#### What you have to do:
Output the data below in full, character for character.

• • • •

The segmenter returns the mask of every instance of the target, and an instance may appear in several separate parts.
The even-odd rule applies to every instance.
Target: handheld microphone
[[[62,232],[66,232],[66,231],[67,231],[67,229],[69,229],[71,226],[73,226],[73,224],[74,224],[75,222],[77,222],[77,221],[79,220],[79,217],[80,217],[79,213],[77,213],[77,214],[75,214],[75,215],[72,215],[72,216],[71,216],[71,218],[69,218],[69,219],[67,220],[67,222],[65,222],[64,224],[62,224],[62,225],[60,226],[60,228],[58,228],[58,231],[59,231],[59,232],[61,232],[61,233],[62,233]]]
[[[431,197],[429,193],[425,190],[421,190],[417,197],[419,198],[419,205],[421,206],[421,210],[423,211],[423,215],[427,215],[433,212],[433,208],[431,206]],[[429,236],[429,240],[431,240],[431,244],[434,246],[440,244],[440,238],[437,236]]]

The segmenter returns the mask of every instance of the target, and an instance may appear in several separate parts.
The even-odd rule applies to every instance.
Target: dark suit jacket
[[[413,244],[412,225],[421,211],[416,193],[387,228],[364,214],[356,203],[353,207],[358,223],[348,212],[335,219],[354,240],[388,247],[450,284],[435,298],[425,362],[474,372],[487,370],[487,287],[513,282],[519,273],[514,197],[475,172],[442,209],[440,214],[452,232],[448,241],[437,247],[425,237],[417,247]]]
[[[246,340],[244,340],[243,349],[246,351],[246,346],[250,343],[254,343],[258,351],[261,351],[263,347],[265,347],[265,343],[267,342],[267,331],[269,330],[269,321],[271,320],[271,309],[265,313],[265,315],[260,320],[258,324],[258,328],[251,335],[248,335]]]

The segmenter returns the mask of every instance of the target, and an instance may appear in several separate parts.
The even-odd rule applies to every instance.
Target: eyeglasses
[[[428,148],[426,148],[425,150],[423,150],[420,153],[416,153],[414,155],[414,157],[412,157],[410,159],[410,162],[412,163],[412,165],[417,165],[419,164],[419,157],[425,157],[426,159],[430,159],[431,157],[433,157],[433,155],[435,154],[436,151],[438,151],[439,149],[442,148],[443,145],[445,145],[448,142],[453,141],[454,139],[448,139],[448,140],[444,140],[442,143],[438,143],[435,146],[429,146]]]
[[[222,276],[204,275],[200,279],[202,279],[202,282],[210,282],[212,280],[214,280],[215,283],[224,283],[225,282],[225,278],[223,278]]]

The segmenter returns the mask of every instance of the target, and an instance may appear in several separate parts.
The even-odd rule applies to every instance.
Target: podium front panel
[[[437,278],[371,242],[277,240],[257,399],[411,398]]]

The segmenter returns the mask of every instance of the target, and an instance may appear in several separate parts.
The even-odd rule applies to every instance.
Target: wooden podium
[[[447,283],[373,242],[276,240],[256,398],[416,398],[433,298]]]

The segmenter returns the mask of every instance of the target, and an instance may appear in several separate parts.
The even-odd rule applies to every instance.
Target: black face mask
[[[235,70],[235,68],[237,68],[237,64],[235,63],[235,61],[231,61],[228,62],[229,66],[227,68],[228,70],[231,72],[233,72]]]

• • • •

#### Finished answer:
The segmenter returns the mask of every instance of the target, and an instance may appear in several separate parts.
The even-odd rule applies to every instance.
Target: handheld microphone
[[[62,232],[66,232],[66,231],[67,231],[67,229],[69,229],[71,226],[73,226],[73,224],[74,224],[75,222],[77,222],[77,221],[79,220],[79,217],[80,217],[79,213],[77,213],[77,214],[75,214],[75,215],[72,215],[72,216],[71,216],[71,218],[69,218],[69,219],[67,220],[67,222],[65,222],[64,224],[62,224],[62,225],[60,226],[60,228],[58,228],[58,231],[59,231],[59,232],[61,232],[61,233],[62,233]]]
[[[431,197],[429,193],[425,190],[421,190],[417,197],[419,198],[419,205],[421,206],[421,210],[423,211],[423,215],[427,215],[433,212],[433,208],[431,206]],[[429,236],[429,240],[431,240],[431,244],[434,246],[440,244],[440,238],[437,236]]]

The segmenter returns the mask of every instance of the target, and an instance may appear in several separate parts.
The even-odd rule applies to every instance.
Target: dark suit jacket
[[[413,244],[412,225],[421,211],[416,193],[387,228],[364,214],[356,203],[353,207],[358,223],[348,212],[335,219],[354,240],[388,247],[450,284],[435,298],[425,362],[474,372],[487,370],[487,287],[513,282],[519,273],[514,197],[475,172],[442,209],[440,214],[452,232],[448,241],[437,247],[425,237],[417,247]]]
[[[246,340],[244,340],[243,349],[246,351],[246,346],[250,343],[254,343],[258,351],[261,351],[263,347],[265,347],[265,343],[267,342],[267,331],[269,330],[269,321],[271,320],[271,309],[265,313],[265,315],[260,320],[258,324],[258,328],[251,335],[248,335]]]

The segmenter returns the mask of every instance of the target, and an instance may appear in several separate parts.
The even-odd rule applies to every instance.
Target: eyeglasses
[[[428,148],[426,148],[425,150],[423,150],[420,153],[416,153],[414,155],[414,157],[412,157],[410,159],[410,162],[412,163],[412,165],[417,165],[419,164],[419,157],[425,157],[426,159],[430,159],[431,157],[433,157],[433,155],[435,154],[436,151],[438,151],[439,149],[442,148],[443,145],[445,145],[448,142],[453,141],[454,139],[448,139],[448,140],[444,140],[442,143],[438,143],[435,146],[429,146]]]
[[[222,276],[204,275],[200,279],[202,279],[202,282],[210,282],[212,280],[214,280],[215,283],[224,283],[225,282],[225,278],[223,278]]]

The segmenter returns the mask of every instance of the target, and an instance may appear in several separate parts.
The even-odd rule applies to every instance.
Target: podium front panel
[[[437,278],[371,242],[277,240],[257,399],[411,398]]]

The segmenter returns the mask of every instance of the target, and an instance may appear in several separate parts.
The even-odd rule applies to every instance.
Target: wooden podium
[[[447,283],[373,242],[276,240],[256,398],[416,398],[433,298]]]

The segmenter returns the mask of every instance of the target, and an instance may appear in several separate parts.
The even-odd rule applies to every instance.
Target: black face mask
[[[235,70],[235,68],[237,68],[237,64],[235,63],[235,61],[231,61],[228,62],[229,66],[227,68],[228,70],[231,72],[233,72]]]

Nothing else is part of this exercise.